■ **Data**:
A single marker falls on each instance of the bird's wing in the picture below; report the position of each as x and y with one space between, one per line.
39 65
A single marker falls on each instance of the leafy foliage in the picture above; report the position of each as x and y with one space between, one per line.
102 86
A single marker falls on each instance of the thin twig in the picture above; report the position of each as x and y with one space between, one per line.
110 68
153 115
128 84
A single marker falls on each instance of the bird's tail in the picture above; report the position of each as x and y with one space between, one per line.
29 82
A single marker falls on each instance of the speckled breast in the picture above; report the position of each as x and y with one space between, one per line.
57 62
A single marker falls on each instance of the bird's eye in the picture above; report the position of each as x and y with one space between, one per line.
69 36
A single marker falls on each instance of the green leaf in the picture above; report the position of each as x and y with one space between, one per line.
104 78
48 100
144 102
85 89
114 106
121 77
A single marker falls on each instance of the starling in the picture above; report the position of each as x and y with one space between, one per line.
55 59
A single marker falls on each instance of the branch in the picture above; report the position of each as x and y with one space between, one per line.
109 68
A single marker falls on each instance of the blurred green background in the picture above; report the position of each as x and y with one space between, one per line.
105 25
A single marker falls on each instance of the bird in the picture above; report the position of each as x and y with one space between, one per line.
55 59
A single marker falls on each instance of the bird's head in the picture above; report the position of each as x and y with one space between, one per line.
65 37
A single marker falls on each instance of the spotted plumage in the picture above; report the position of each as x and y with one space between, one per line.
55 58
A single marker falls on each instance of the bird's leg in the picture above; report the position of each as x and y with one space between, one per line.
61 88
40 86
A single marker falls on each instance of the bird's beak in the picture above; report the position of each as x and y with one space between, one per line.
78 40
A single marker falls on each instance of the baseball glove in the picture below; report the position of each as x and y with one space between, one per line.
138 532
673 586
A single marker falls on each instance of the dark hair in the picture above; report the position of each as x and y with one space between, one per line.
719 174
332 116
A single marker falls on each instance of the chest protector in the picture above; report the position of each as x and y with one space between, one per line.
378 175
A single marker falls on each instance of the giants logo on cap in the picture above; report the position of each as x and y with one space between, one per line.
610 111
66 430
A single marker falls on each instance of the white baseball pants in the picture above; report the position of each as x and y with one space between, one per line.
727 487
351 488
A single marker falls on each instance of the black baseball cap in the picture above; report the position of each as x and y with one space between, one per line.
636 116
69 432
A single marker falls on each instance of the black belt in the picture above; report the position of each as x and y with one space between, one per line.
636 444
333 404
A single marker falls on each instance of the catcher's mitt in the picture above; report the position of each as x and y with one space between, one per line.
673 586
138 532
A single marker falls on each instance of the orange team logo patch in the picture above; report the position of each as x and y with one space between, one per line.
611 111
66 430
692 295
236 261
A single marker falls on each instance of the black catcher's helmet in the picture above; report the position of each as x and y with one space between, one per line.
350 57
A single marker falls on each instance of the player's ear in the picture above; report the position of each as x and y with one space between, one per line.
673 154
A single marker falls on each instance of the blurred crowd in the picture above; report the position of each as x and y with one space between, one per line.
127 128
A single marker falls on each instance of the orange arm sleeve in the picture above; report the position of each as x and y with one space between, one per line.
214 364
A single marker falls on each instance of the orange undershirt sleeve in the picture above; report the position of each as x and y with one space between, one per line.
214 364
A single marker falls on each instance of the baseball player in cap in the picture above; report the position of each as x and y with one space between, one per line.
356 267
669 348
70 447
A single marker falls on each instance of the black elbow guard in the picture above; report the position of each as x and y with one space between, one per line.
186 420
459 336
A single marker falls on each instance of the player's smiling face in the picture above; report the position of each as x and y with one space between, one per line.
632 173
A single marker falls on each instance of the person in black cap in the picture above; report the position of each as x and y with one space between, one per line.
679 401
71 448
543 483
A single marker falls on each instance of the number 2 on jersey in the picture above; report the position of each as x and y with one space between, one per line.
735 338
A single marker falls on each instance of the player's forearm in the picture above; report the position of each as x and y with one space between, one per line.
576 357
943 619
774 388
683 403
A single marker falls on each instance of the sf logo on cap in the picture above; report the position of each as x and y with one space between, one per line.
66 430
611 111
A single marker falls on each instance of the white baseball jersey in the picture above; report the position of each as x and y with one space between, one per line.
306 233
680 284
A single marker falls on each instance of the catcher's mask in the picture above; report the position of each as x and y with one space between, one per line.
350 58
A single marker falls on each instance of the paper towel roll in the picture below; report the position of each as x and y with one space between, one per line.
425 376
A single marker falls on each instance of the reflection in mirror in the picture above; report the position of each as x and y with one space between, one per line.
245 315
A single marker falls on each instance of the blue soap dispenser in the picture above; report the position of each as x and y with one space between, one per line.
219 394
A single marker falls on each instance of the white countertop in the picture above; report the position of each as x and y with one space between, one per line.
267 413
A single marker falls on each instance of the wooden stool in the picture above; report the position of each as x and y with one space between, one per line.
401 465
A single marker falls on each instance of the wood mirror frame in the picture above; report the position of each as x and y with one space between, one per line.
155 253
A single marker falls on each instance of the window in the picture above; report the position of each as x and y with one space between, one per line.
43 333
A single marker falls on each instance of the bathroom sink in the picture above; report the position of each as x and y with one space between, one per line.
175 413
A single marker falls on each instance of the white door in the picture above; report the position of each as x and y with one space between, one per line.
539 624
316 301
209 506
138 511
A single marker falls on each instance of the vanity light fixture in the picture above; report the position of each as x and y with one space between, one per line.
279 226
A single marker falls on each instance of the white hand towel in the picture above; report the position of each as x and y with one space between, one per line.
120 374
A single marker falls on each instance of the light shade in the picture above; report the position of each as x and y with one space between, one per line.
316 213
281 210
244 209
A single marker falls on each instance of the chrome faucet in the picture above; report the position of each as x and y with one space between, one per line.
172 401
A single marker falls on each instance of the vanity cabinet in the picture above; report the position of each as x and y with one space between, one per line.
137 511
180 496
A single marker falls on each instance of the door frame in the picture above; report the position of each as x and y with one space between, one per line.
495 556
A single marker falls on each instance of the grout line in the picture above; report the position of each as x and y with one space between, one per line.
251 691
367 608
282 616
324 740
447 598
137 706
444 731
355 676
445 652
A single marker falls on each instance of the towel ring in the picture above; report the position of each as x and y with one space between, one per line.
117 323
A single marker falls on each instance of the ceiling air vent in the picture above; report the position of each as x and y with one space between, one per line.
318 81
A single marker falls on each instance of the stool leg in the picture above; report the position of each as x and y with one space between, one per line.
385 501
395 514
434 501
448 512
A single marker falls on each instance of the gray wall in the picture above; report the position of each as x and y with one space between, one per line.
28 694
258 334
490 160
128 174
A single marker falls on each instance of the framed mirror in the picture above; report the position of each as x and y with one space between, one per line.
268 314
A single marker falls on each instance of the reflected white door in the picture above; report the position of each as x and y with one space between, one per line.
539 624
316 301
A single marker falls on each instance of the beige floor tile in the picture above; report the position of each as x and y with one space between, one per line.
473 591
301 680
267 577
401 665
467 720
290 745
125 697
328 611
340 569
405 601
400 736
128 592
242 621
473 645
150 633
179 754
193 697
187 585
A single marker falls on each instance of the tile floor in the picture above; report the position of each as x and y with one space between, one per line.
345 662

■ **What you need to do**:
Set down the full listing once more, exactly as written.

■ **Answer to this problem**:
A single marker falls on each instance of the bird's wing in the picture below; report the position of each as x and y with one space between, one per line.
39 65
A single marker falls on each instance of the leafy foliage in the picture above; report the position of each as x and y with one space between, one per line.
102 86
A single marker falls on each instance of the thin twig in the picture above; report the position of each as x and y with one space between, one per line.
110 68
153 115
128 84
A single marker falls on each instance of the bird's tail in the picture above; report the position of each as x and y with one space between, one per line.
29 82
A single marker falls on each instance of the speckled breast in the picture above; report the position of each as x and y with one space between, one per line.
57 62
A single marker falls on each instance of the bird's eye in the picture above; report the position of each as x and y with one space between, one per line.
69 36
A single marker falls on each instance of the green leaf in the picture above; report the position of each as x and y with one space between, one per line.
104 78
48 100
144 102
85 89
114 106
121 77
A single marker falls on each instance of the starling in the picture above; report the position of each as x and y with one space between, one per line.
55 59
A single marker falls on each instance of the branch in the picture above; report the position of each as x and y with one space between, one per line.
109 68
A single marker falls on each instance of the blurred green background in the picture above; report the position of each as x and y with one space between, one per line.
105 25
A single marker falls on each instance of the bird in the picture above; report the position of each as x and y with one space between, one per line.
55 59
A single marker falls on each instance of the bird's head in the picture above; report the position of each as x and y with one space between, one per line.
65 37
A single marker falls on each instance of the spotted plumage in the picture above; report the position of each as x and y with one space between, one per line.
55 58
A single marker falls on each instance of the bird's leg in the picture above; report the position of each as x and y with one space between, one per line.
61 88
40 86
A single marker falls on each instance of the bird's beak in the picture above; report the position of each as x and y with one space between, one per line.
78 40
A single marker falls on each instance of the baseball glove in the picture below; report the position of each as x and y with one space between, one per line.
138 532
673 586
A single marker falls on each instance of the dark hair in the picture above; report the position of each as x and y with one space between, one per line.
719 174
332 116
A single marker falls on each instance of the chest protector in the picture above; report the position of each as x and y with one space between, one per line.
378 175
A single marker falls on each instance of the giants logo on cap in the picture above; report the position of each as x and y with one space between, one per line.
610 111
66 430
A single marker falls on each instance of the white baseball pants in the picture above; report the position of each as x and y with one space between, one per line.
727 487
351 488
A single marker falls on each instance of the black baseball cap in the picture above; report the position of each as x and y with one space between, one per line.
636 116
69 432
A single marker falls on each instance of the black belt in the picture above; report the position of each as x and y with one space between, one per line.
636 444
333 404
A single marker falls on each instance of the catcher's mitt in the picture above; report the position of each as x and y with one space between, one per line.
673 586
138 532
A single marker falls on each instance of the orange team logo patch in the picture above; report the position of each as x and y with one space between, one per line.
611 111
66 430
692 295
236 261
A single marker falls on each instance of the black catcher's helmet in the picture above; report the position of each as x and y with one space between, one per line.
350 57
A single marker falls on each instance of the player's ear in the picture above; report the position of each as x and y with one space between, one per line.
673 154
A single marker falls on each instance of the blurred crowd in the picture above; report the position of each as x and y with one space between, one per line.
127 128
A single marker falls on each instance of the orange arm sleeve in the picture above; report the position of each as x and y with one space between, one per line.
214 364
A single marker falls on each instance of the orange undershirt sleeve in the picture above; report the position of each as x and y with one space between, one per line.
214 364
A single marker falls on each instance of the baseball player in cap in the picture above; report the position of each as x and y with one space between, one per line.
356 267
669 348
70 447
A single marker falls on each instance of the black elbow guard in the picture above; report the position of each as x and y with one space between, one per line.
186 420
459 336
A single marker falls on each instance of the player's smiling face in the picture above; report the position of each as x and y with one space between, one per line.
632 173
A single marker falls on each instance of the person in black cap in the picture above; report the position of each as x and y with one space between, one per line.
679 401
71 448
543 483
A single marker falls on each instance of the number 2 on jersey in the picture above; report the position of each as x and y with one space between, one per line.
735 338
A single marker falls on each instance of the player's forearm in the picture above; report the position of each as x and y with one space between, one per line.
576 357
943 619
774 388
683 403
A single marker falls on each instance of the sf logo on cap in the picture above; report the position of each as x and y with one space between, one per line.
66 430
611 111
A single marker falls on each instance of the white baseball jersey in the picture above; report the position of each as x and y with one space between, one per line.
306 233
680 284
A single marker falls on each instance of the catcher's mask in the picture above; report the position of each as x and y with one space between, one per line.
350 58
A single marker falls on each instance of the paper towel roll in the picture below; report the position of each as x and y with one space between, one per line.
425 376
A single marker falls on each instance of the reflection in mirror in the picture above; report the position of each as x and y with one space between, one per line.
245 315
A single marker falls on each instance of the blue soap dispenser in the picture above; report the position of each as x and y with one space between, one per line.
219 394
A single marker falls on each instance of the white countertop in the picture above; report the position of each as x and y with one space between, one per line.
267 413
A single marker falls on each instance of the wooden stool in the picture above; report the position of each as x and y with one space between, one per line.
401 465
A single marker falls on each instance of the wood mirror frame in the picture above; report the position of each as x and y with one space between, one per line.
155 253
A single marker falls on each instance of the window in the picture above; report the position of each as x and y with one space between, one per line.
43 333
A single marker falls on each instance of the bathroom sink in the picture above; report the position of each as x and y with one space between, one per line.
175 413
A single marker falls on each instance of the white door in the picture above; report the position of each as x and y with one space between, one per line.
539 624
316 301
209 506
138 511
A single marker falls on each instance of the vanity light fixture in the picture above; report the position of each as x and y with one space between, one per line.
279 226
A single marker falls on each instance of the white hand towel in the picture above; report the position of each as x and y with one space between, one per line.
120 374
A single marker falls on each instance of the light shade in the picture above; report the position of each as x and y with one space between, one per line.
316 213
281 210
244 209
A single marker falls on each instance of the chrome faucet in the picture above; report the position of each as x and y with one space between, one per line.
172 401
A single marker falls on each instance of the vanity cabinet in the picture above; report the position of each as x and y with one space between, one per line.
137 511
180 496
A single marker falls on each instance of the door frame in the picture above; report the position of each as x and y with one space between, one per line.
495 556
A single marker falls on each instance of the grout line in the picture above; report the position of each as x and y with one space between, one per line.
251 691
367 608
282 616
324 740
447 598
137 706
444 731
355 676
445 652
A single marker falls on each instance of the towel ring in the picture above; report the position of each as x and y with one space between, one per line.
117 323
A single marker falls on each instance of the ceiling air vent in the picture above; report the position of each as x and y with one space between, one per line.
318 81
A single marker falls on each instance of the stool leg in the picture above; report the position of each as x and y with one space between, one per line.
385 501
395 514
434 501
448 512
A single marker falls on each instance of the gray wall in the picture above; report the position of each as x and y with one space between, one per line.
28 694
258 334
490 160
128 174
A single marker falls on each instance of the framed mirror in the picture above; report the position of each as x and y with one space between, one per line.
268 314
A single marker falls on each instance of the reflected white door in the picture above; report the position of each as x and y with one space between, one per line.
539 624
316 301
A single marker falls on each instance of the beige floor tile in the picture above; report the position of each as x and y with one space between, one per line.
473 591
301 680
267 577
401 665
467 720
290 745
125 697
328 611
340 569
405 601
400 736
128 592
242 621
473 645
150 633
179 754
193 697
187 585
A single marker falls on each instance of the tile floor in the picture above; report the position of each as x and y with one space between, one per line.
345 662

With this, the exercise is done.